Records from a dataset
⟨

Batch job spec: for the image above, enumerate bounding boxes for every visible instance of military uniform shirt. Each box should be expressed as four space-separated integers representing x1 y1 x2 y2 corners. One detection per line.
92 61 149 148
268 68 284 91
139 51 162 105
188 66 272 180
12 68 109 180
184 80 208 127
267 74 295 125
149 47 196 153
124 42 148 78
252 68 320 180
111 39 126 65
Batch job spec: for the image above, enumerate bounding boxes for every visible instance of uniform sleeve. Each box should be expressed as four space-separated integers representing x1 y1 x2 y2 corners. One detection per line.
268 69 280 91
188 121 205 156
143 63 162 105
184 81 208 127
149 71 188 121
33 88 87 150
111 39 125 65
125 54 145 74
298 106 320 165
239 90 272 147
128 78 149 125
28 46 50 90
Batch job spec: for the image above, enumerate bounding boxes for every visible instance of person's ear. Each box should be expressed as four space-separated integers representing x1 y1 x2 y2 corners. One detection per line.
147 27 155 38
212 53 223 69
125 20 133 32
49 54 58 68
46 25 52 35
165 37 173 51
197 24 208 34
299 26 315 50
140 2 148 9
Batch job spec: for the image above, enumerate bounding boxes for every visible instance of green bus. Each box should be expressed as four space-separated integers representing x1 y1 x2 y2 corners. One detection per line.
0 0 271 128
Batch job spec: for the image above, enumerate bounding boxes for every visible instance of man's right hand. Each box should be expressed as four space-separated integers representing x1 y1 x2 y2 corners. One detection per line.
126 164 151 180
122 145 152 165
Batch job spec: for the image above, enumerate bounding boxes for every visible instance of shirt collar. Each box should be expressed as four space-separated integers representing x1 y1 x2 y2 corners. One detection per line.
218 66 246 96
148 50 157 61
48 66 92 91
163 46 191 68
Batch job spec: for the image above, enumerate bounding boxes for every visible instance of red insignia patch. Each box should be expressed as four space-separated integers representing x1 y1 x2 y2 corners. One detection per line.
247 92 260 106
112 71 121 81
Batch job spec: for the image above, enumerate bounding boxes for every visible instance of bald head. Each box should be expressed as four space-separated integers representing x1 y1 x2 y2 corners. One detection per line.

⟩

**Goal of the exercise:**
Reproduce all of the data above verbatim, keeping every line unchanged and in its original order.

**Exercise output:**
Batch job spec: for the image above, enumerate bounding boxes for every visible instance of military uniform shirt. Each box should be expressed as four space-separated integers representing x1 y1 x2 y2 corners. One detection per line.
92 61 149 148
268 68 284 91
139 51 162 105
188 66 272 180
12 68 109 180
184 80 208 127
267 74 295 125
149 47 196 153
124 42 148 78
252 68 320 180
111 39 126 65
Batch job spec: for the image above, enumerate bounding boxes for every visible instance of uniform sleeve. Each box should be expressed as four space-separated integers representing x1 y1 x2 y2 corners. One detection per line.
268 69 280 91
188 121 205 156
143 63 162 105
184 81 208 127
149 71 188 121
33 88 87 150
111 39 125 65
125 54 145 74
298 106 320 165
239 90 272 147
128 78 149 125
28 46 50 90
Batch job spec: for the image above, enumerate bounding boxes for every visible instance of person's ear. Each box should be expressed as four space-separated integers representing x1 y1 x2 y2 corners. One detection per line.
147 27 155 38
212 53 223 69
125 20 133 32
49 54 58 68
46 25 52 35
165 37 173 51
197 24 208 34
299 26 315 50
140 2 148 9
Batch job spec: for the image above, enumerate bounding boxes for every visible instance of green bus. Each box should be expressed as four space-separated integers representing x1 y1 x2 y2 corners. One detection per line.
0 0 271 128
Batch job spec: for the image above, enumerate bounding boxes for every visible instance of man's right hand. Each box should be expressed as four space-separated integers representing x1 y1 x2 y2 corners. One detection per line.
126 164 151 180
122 145 152 165
Batch job spec: for the image above, enumerate bounding boxes for every visible instance of shirt collar. Each box should be expressed as four space-separated integers representing x1 y1 x2 y2 corners. One detection per line.
218 66 246 96
148 50 157 61
48 66 92 91
163 46 191 68
Batch job spec: for the image above, enumerate bounding boxes for every visible instance of red insignia patch. Each box should be expressed as four space-separated integers representing x1 y1 x2 y2 corners. One detection per line.
247 92 260 106
112 71 121 81
Batch job spec: for the image above, enumerate bounding boxes for every visible instance of bald head. Each box should be expressed as four space-separated integers representing x1 y1 x2 y2 corners. One detection per line.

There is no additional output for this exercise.